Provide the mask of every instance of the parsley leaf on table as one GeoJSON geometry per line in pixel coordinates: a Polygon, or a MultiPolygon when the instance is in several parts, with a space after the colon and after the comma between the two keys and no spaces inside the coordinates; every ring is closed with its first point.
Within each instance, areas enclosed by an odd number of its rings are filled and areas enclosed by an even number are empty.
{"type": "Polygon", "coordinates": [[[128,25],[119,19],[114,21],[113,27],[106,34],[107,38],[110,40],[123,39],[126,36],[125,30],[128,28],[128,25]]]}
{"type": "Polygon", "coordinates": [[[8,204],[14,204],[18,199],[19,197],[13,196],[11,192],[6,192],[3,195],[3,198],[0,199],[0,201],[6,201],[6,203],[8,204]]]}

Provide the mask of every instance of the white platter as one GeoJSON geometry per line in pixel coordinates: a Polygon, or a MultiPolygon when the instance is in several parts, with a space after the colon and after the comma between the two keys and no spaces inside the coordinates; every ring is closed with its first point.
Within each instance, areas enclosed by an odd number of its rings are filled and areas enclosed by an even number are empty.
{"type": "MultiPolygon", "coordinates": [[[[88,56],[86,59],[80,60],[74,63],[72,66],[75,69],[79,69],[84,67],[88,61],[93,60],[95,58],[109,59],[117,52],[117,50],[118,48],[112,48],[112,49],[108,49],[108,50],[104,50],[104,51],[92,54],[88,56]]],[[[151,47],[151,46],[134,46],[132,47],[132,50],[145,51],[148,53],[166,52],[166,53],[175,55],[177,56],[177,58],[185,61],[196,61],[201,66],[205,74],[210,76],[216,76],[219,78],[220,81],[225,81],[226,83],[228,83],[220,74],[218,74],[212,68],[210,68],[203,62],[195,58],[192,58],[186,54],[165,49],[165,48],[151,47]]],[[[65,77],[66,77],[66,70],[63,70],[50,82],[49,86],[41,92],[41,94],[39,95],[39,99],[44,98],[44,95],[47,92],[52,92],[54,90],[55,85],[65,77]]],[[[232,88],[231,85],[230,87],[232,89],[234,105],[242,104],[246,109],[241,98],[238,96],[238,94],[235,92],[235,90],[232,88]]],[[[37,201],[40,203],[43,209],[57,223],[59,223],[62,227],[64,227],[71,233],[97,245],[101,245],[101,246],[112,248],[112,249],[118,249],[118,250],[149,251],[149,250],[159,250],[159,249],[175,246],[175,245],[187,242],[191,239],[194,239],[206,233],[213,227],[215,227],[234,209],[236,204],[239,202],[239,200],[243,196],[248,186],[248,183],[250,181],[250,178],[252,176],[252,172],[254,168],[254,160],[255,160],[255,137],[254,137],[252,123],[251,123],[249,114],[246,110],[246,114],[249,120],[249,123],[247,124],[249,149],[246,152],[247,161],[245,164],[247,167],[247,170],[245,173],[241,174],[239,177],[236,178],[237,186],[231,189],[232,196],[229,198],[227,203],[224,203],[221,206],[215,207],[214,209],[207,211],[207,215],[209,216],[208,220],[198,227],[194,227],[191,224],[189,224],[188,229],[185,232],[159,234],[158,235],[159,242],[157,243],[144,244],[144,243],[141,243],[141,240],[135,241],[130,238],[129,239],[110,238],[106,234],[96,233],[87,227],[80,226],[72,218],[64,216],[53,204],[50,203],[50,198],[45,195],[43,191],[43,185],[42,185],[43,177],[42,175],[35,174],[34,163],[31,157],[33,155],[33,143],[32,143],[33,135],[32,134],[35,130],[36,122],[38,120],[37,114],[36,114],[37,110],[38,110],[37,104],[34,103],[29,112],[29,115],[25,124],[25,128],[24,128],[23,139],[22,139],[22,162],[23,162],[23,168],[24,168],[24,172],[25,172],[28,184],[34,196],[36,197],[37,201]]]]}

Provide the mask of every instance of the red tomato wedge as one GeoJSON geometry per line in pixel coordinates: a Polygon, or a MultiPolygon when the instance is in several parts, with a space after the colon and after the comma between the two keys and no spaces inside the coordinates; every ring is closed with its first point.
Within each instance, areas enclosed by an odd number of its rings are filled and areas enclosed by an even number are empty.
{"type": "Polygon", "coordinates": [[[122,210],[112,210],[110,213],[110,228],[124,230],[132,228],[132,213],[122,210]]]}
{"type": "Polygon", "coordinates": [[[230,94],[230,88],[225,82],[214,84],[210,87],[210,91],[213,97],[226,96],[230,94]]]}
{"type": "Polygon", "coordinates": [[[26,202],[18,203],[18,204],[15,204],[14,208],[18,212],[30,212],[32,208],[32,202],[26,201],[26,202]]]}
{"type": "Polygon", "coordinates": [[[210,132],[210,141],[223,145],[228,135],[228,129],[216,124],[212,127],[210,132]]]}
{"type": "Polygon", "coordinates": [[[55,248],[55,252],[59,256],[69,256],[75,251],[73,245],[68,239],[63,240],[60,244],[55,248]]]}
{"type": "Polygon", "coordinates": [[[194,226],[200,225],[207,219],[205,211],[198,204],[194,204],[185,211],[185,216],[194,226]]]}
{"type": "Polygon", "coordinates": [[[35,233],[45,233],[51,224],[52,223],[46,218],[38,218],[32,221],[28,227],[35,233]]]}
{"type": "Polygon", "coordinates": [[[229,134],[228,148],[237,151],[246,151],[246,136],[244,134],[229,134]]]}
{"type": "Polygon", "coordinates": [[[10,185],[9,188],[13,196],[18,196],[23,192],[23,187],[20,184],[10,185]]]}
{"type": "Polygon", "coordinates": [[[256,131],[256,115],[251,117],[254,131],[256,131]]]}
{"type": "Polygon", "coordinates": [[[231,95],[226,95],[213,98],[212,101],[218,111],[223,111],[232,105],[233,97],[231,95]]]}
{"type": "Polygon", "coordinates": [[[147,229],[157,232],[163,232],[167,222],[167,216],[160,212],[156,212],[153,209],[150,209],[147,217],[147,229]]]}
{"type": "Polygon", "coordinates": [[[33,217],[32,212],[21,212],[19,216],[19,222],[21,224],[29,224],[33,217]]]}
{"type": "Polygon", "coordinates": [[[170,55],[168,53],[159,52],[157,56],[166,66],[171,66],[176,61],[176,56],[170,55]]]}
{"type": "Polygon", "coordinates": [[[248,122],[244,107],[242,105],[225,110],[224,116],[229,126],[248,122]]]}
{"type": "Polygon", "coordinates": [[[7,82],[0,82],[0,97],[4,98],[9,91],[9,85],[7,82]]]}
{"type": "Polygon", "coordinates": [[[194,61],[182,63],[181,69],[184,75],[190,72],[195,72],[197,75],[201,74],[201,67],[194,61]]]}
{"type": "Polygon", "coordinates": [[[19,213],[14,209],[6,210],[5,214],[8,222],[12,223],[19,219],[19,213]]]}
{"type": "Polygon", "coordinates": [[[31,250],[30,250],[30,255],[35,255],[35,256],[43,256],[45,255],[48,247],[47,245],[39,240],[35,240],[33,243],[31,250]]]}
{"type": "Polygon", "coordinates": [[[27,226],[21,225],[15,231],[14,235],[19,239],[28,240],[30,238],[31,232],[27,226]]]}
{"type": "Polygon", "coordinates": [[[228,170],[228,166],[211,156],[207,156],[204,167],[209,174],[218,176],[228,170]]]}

PROBLEM TO SOLVE: Write out the whole listing again. Match it word for word.

CORRECT OUTPUT:
Provide the mask of every instance of the parsley leaf on table as one GeoJSON geometry per line in pixel coordinates: a Polygon, or a MultiPolygon when the instance is in several parts, with a space after the colon and after the comma between the two keys and no spaces inside the coordinates; every ring is closed with its first point.
Within each instance, areas enclosed by an odd number of its rings are filled and areas enclosed by an even number are empty.
{"type": "Polygon", "coordinates": [[[128,25],[119,19],[114,21],[113,27],[106,34],[107,38],[110,40],[123,39],[126,36],[125,30],[128,28],[128,25]]]}
{"type": "Polygon", "coordinates": [[[8,204],[14,204],[18,199],[19,197],[13,196],[11,192],[6,192],[3,195],[3,198],[0,199],[0,201],[6,201],[6,203],[8,204]]]}

Provide the mask of every instance of the white platter as one GeoJSON geometry per line in pixel coordinates: a Polygon, or a MultiPolygon when the instance is in several parts, with a space after the colon and after the comma between the two keys and no spaces inside the coordinates; every ring is closed with its first point.
Within each instance, areas enclosed by an odd number of its rings are filled and areas enclosed by an even number are empty.
{"type": "MultiPolygon", "coordinates": [[[[88,56],[86,59],[80,60],[74,63],[72,66],[75,69],[79,69],[84,67],[88,61],[93,60],[95,58],[109,59],[117,52],[117,50],[118,48],[112,48],[112,49],[108,49],[108,50],[104,50],[104,51],[92,54],[88,56]]],[[[151,47],[151,46],[134,46],[132,47],[132,50],[145,51],[148,53],[166,52],[166,53],[175,55],[177,56],[177,58],[185,61],[196,61],[201,66],[205,74],[210,76],[216,76],[219,78],[220,81],[225,81],[226,83],[228,83],[220,74],[218,74],[212,68],[210,68],[203,62],[195,58],[192,58],[186,54],[165,49],[165,48],[151,47]]],[[[65,77],[66,77],[66,70],[63,70],[50,82],[49,86],[41,92],[41,94],[39,95],[39,99],[44,98],[44,95],[47,92],[52,92],[54,90],[55,85],[65,77]]],[[[232,88],[231,85],[230,87],[232,89],[234,105],[242,104],[246,109],[241,98],[238,96],[238,94],[235,92],[235,90],[232,88]]],[[[37,201],[40,203],[43,209],[57,223],[59,223],[62,227],[64,227],[71,233],[97,245],[101,245],[101,246],[112,248],[112,249],[118,249],[118,250],[149,251],[149,250],[159,250],[159,249],[175,246],[175,245],[187,242],[191,239],[194,239],[206,233],[213,227],[215,227],[234,209],[236,204],[239,202],[239,200],[243,196],[248,186],[248,183],[250,181],[250,178],[252,176],[252,172],[254,168],[254,160],[255,160],[255,137],[254,137],[252,123],[251,123],[249,114],[246,110],[246,114],[249,120],[249,123],[247,124],[249,149],[246,152],[247,161],[245,164],[247,167],[247,170],[245,173],[241,174],[239,177],[236,178],[237,186],[231,189],[232,196],[229,198],[227,203],[224,203],[221,206],[215,207],[214,209],[207,211],[207,215],[209,216],[208,220],[198,227],[194,227],[191,224],[189,224],[188,229],[185,232],[159,234],[158,235],[159,242],[157,243],[144,244],[144,243],[141,243],[141,240],[135,241],[130,238],[129,239],[110,238],[106,234],[96,233],[87,227],[80,226],[72,218],[64,216],[53,204],[50,203],[50,198],[45,195],[43,191],[43,185],[42,185],[43,177],[42,175],[35,174],[34,163],[31,157],[33,155],[33,143],[32,143],[33,135],[32,134],[35,130],[36,122],[38,120],[37,114],[36,114],[37,110],[38,110],[37,104],[34,103],[29,112],[29,115],[25,124],[25,128],[24,128],[23,139],[22,139],[22,162],[23,162],[23,168],[24,168],[24,172],[25,172],[28,184],[34,196],[36,197],[37,201]]]]}

Provide the mask of every instance of the red tomato wedge as one GeoJSON geometry per line in pixel coordinates: a Polygon, or a MultiPolygon when the instance is in several parts, with a space after the colon and after the comma between the two keys and no spaces inside the coordinates; every ring is closed with its first point.
Within each instance, areas enclosed by an odd number of its rings are filled and areas enclosed by an even number are empty.
{"type": "Polygon", "coordinates": [[[122,210],[112,210],[110,213],[110,228],[124,230],[132,228],[132,213],[122,210]]]}
{"type": "Polygon", "coordinates": [[[230,94],[230,88],[225,82],[214,84],[210,87],[210,91],[213,97],[226,96],[230,94]]]}
{"type": "Polygon", "coordinates": [[[26,202],[18,203],[18,204],[15,204],[14,208],[18,212],[30,212],[32,208],[32,202],[26,201],[26,202]]]}
{"type": "Polygon", "coordinates": [[[210,132],[210,141],[223,145],[228,135],[228,129],[216,124],[212,127],[210,132]]]}
{"type": "Polygon", "coordinates": [[[55,248],[55,252],[59,256],[69,256],[75,251],[73,245],[68,239],[63,240],[60,244],[55,248]]]}
{"type": "Polygon", "coordinates": [[[194,226],[200,225],[207,219],[205,211],[198,204],[194,204],[185,211],[185,216],[194,226]]]}
{"type": "Polygon", "coordinates": [[[35,233],[45,233],[51,224],[52,223],[46,218],[38,218],[32,221],[28,227],[35,233]]]}
{"type": "Polygon", "coordinates": [[[229,134],[228,148],[237,151],[246,151],[246,136],[244,134],[229,134]]]}
{"type": "Polygon", "coordinates": [[[10,185],[9,188],[13,196],[18,196],[23,192],[23,187],[20,184],[10,185]]]}
{"type": "Polygon", "coordinates": [[[256,131],[256,115],[251,117],[254,131],[256,131]]]}
{"type": "Polygon", "coordinates": [[[231,95],[226,95],[213,98],[212,101],[218,111],[223,111],[232,105],[233,97],[231,95]]]}
{"type": "Polygon", "coordinates": [[[147,229],[157,232],[163,232],[167,222],[167,216],[160,212],[156,212],[153,209],[150,209],[147,217],[147,229]]]}
{"type": "Polygon", "coordinates": [[[33,217],[32,212],[21,212],[19,216],[19,222],[21,224],[29,224],[33,217]]]}
{"type": "Polygon", "coordinates": [[[170,55],[168,53],[159,52],[157,56],[166,66],[171,66],[176,61],[176,56],[170,55]]]}
{"type": "Polygon", "coordinates": [[[248,122],[244,107],[242,105],[225,110],[224,116],[229,126],[248,122]]]}
{"type": "Polygon", "coordinates": [[[7,82],[0,82],[0,97],[4,98],[9,91],[9,85],[7,82]]]}
{"type": "Polygon", "coordinates": [[[194,61],[182,63],[181,69],[184,75],[190,72],[195,72],[197,75],[201,74],[201,67],[194,61]]]}
{"type": "Polygon", "coordinates": [[[19,213],[14,209],[6,210],[5,214],[8,222],[12,223],[19,219],[19,213]]]}
{"type": "Polygon", "coordinates": [[[31,250],[30,250],[30,255],[35,255],[35,256],[43,256],[45,255],[48,247],[47,245],[39,240],[35,240],[33,243],[31,250]]]}
{"type": "Polygon", "coordinates": [[[27,226],[21,225],[15,231],[14,235],[19,239],[28,240],[30,238],[31,232],[27,226]]]}
{"type": "Polygon", "coordinates": [[[228,170],[228,166],[211,156],[207,156],[204,167],[209,174],[218,176],[228,170]]]}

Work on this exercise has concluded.